▽

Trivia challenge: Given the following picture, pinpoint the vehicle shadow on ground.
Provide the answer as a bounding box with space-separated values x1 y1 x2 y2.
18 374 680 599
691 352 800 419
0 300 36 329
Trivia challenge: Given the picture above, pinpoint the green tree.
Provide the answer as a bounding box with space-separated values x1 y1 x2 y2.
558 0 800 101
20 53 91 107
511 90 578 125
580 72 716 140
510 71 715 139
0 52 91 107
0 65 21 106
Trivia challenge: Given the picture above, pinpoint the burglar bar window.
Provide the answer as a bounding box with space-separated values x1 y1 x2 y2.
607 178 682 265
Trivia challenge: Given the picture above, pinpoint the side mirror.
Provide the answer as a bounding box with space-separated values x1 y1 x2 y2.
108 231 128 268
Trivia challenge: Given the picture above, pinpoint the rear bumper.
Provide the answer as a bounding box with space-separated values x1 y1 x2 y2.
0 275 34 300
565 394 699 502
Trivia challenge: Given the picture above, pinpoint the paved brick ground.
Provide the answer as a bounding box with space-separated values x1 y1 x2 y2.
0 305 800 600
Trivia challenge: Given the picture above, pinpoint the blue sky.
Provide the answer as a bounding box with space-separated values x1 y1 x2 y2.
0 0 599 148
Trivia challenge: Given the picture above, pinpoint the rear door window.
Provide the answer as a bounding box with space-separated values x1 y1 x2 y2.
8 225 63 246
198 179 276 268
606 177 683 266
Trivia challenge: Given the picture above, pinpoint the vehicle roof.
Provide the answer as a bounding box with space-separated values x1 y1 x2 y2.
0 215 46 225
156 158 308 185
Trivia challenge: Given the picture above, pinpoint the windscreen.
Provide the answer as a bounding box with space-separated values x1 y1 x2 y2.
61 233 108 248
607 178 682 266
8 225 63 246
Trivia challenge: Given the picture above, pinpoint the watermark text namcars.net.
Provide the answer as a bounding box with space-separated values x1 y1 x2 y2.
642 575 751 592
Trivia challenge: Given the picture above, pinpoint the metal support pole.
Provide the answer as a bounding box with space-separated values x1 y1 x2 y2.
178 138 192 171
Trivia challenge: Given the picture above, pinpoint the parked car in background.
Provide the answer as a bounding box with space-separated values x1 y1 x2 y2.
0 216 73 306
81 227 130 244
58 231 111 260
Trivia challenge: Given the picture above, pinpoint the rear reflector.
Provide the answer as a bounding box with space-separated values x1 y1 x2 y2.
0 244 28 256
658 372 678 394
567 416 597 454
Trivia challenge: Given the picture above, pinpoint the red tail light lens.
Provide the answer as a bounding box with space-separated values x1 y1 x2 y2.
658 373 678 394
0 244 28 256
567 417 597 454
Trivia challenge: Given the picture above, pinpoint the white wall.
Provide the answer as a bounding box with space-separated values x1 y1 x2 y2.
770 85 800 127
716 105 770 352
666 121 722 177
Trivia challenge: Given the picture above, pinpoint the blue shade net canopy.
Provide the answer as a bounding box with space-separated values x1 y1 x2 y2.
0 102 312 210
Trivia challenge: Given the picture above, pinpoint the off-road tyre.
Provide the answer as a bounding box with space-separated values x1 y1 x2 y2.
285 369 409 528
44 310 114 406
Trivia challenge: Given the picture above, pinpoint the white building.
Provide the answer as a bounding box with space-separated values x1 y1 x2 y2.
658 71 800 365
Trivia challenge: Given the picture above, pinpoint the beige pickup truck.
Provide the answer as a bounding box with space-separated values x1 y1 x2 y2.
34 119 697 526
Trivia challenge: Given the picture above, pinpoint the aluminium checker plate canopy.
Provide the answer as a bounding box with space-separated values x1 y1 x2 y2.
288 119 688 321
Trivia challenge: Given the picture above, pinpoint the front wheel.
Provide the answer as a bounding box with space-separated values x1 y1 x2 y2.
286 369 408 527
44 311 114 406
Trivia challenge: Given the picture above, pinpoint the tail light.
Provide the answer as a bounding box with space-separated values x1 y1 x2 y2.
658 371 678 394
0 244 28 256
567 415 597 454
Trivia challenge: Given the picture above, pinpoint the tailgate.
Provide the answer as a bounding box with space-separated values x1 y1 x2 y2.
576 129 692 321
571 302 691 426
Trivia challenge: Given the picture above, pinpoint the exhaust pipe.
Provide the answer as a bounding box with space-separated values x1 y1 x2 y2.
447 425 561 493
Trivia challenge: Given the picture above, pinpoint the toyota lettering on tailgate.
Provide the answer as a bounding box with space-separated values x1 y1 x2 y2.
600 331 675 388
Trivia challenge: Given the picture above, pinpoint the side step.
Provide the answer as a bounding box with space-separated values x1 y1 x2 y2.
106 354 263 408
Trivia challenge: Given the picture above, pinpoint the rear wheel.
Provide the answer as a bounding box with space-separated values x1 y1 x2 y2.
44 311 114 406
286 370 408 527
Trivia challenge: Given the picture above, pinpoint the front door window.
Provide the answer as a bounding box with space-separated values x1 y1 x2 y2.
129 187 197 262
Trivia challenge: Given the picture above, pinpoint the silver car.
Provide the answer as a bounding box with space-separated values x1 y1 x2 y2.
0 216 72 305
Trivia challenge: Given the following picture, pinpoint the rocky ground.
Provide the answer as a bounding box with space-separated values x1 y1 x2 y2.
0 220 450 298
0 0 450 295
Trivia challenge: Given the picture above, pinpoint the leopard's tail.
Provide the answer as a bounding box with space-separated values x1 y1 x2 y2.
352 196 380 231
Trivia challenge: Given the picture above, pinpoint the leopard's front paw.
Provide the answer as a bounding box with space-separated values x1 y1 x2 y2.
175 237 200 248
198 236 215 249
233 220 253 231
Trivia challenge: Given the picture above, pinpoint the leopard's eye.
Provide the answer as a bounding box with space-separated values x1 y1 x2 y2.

△

## Written exercise
Please copy out the listing above word for word, every line of it, in the order given.

## Reply to the task
Trivia challenge: Given the following picture, pinpoint the vehicle shadow on ground.
Provide the answer as a bounding box with space-separated values x1 y1 x2 y2.
18 374 680 599
691 352 800 419
0 300 36 329
Trivia challenge: Given the picture above, pinpoint the green tree.
Provide the answer as a bounding box with space-separated values x1 y1 x2 y2.
558 0 800 101
20 53 91 107
511 90 578 125
580 72 716 140
510 71 715 139
0 52 91 107
0 65 21 106
Trivia challenge: Given the picture above, pinpoint the burglar bar window.
Provide the answer as a bounding box with space-separated values x1 y1 x2 y2.
607 178 682 265
Trivia challenge: Given the picture above, pinpoint the side mirror.
Provide the answer as a bounding box with space-separated values x1 y1 x2 y2.
108 231 128 268
Trivia challenge: Given the picture above, pinpoint the rear bumper.
Provide the answer as a bounding box with space-separated values x1 y1 x2 y2.
0 275 34 300
565 394 699 502
Trivia challenge: Given the picture above, pinpoint the paved brick ground.
Provide the answer as a bounding box with space-separated values x1 y1 x2 y2.
0 305 800 600
Trivia challenge: Given the picture above, pinpoint the blue sky.
Provide the answer as a bounding box with space-separated values x1 y1 x2 y2.
0 0 599 148
Trivia challenge: Given the picture above, pinpoint the rear door window.
Provide the answer as a bounding box with space-separated values x1 y1 x2 y2.
8 225 63 246
198 179 276 268
606 177 683 266
Trivia challenge: Given the picture above, pinpoint the vehicle roof.
Provide the answer as a bounding box with space-separated values x1 y1 x2 y2.
0 215 46 225
156 158 308 185
Trivia challenge: Given the picture above, pinpoint the windscreen.
Provide the answer as a bounding box with space-separated values x1 y1 x2 y2.
61 233 108 248
607 178 682 266
8 225 63 246
Trivia challenge: Given the picture above, pinpoint the watermark text namcars.net.
Provide the answer as a bounding box with space-separated values x1 y1 x2 y2.
642 575 751 592
Trivia challenge: Given the picture above, pinpoint the metal support pole.
Provide the answer as a bounding box with space-separated values x1 y1 x2 y2.
178 138 192 171
Trivia challenge: Given the picture above, pinpoint the parked car in background.
Provide the answer as a bounding box with space-separated values x1 y1 x2 y2.
0 216 73 306
81 227 130 244
58 231 111 260
Trivia challenge: Given the picture above, pinpoint the rear reflector.
Provide the answer as a bounding box with space-separated values x1 y1 x2 y2.
0 244 28 256
658 372 678 394
567 416 597 454
Trivia challenge: Given the picture above, pinpoint the red tail light lens.
Provide the answer as a bounding box with space-separated values x1 y1 x2 y2.
658 373 678 394
0 244 28 256
567 417 597 454
Trivia challenge: Given the picture above, pinpoint the white wall.
Provide the answer as a bounding box with space-separated values x1 y1 x2 y2.
770 85 800 127
716 105 770 352
666 121 722 177
Trivia challenge: Given the picture above, pinpoint the blue shade net canopy.
Provide the answer as a bounding box with space-separated values x1 y1 x2 y2.
0 102 312 210
Trivia challenge: Given the picture above, pinpoint the off-road tyre.
Provide the answer as a bounding box with space-separated values x1 y1 x2 y2.
285 369 409 528
44 310 114 406
Trivia challenge: Given the picture above, pinpoint the white building.
Provide the answer as a bounding box with space-separated values x1 y1 x2 y2.
658 71 800 365
Trivia challenge: Given the picture above, pinpoint the beige pickup truck.
Provide the answer as a bounding box with space-separated values x1 y1 x2 y2.
34 119 697 526
Trivia challenge: Given the picture above, pinpoint the aluminium checker plate canopy.
Provide the answer as a bounding box with space-separated values x1 y1 x2 y2.
288 119 688 321
Trivia challenge: Given the picture above, pinpoint the front wheel.
Provide the answer as a bounding box with space-separated values x1 y1 x2 y2.
286 369 408 527
44 311 114 406
Trivia challenge: Given the picture above, pinpoint the tail light.
Provide the answer as a bounding box with space-separated values x1 y1 x2 y2.
658 371 678 394
0 244 28 256
567 415 597 454
Trivia challenge: Given the picture above, pinpoint the tailgate.
Provide the answer as a bounding box with space-separated values x1 y1 x2 y2.
576 129 692 321
571 302 691 426
Trivia challenge: Given the picture above, pinpoint the exhaust pipe.
Provide the answer as a bounding box with space-separated values x1 y1 x2 y2.
447 425 561 493
Trivia challenge: Given the picture above, pinpoint the toyota lettering on tailgate.
Provide the answer as a bounding box with space-separated values x1 y1 x2 y2.
600 331 675 388
Trivia challenge: Given the picture above, pinpoint the side step.
Provide the answer as a bounding box with space-separated values x1 y1 x2 y2.
106 354 263 408
Trivia challenge: Given the picture above, pinpoint the rear wheel.
Provide the answer as a bounding box with space-separated values x1 y1 x2 y2.
44 311 114 406
286 370 408 527
Trivia challenge: Given the picture above, pinpoint the front door window.
Provide the answer as a bounding box with space-separated values x1 y1 x2 y2.
129 187 197 262
Trivia challenge: Given the picture above, pinpoint the silver car.
Provide the answer as a bounding box with space-separated values x1 y1 x2 y2.
0 216 72 305
Trivia challenge: Given the following picture, pinpoint the rocky ground.
Provide the answer as a bounding box with space-separated values x1 y1 x2 y2.
0 220 450 298
0 0 450 295
Trivia challenge: Given the picture above, pinpoint the leopard's tail.
Provide the answer as a bounding box with space-separated values x1 y1 x2 y2.
352 196 380 231
Trivia challenge: Given the picture above, pinpoint the leopard's front paw.
Provide the answer as a bounding box with space-separated values x1 y1 x2 y2.
175 237 200 248
198 236 215 249
233 220 253 231
Trivia challenge: Given the picture above, pinpoint the leopard's eye.
Provide the answer as a bounding box with space-separated values x1 y1 x2 y2.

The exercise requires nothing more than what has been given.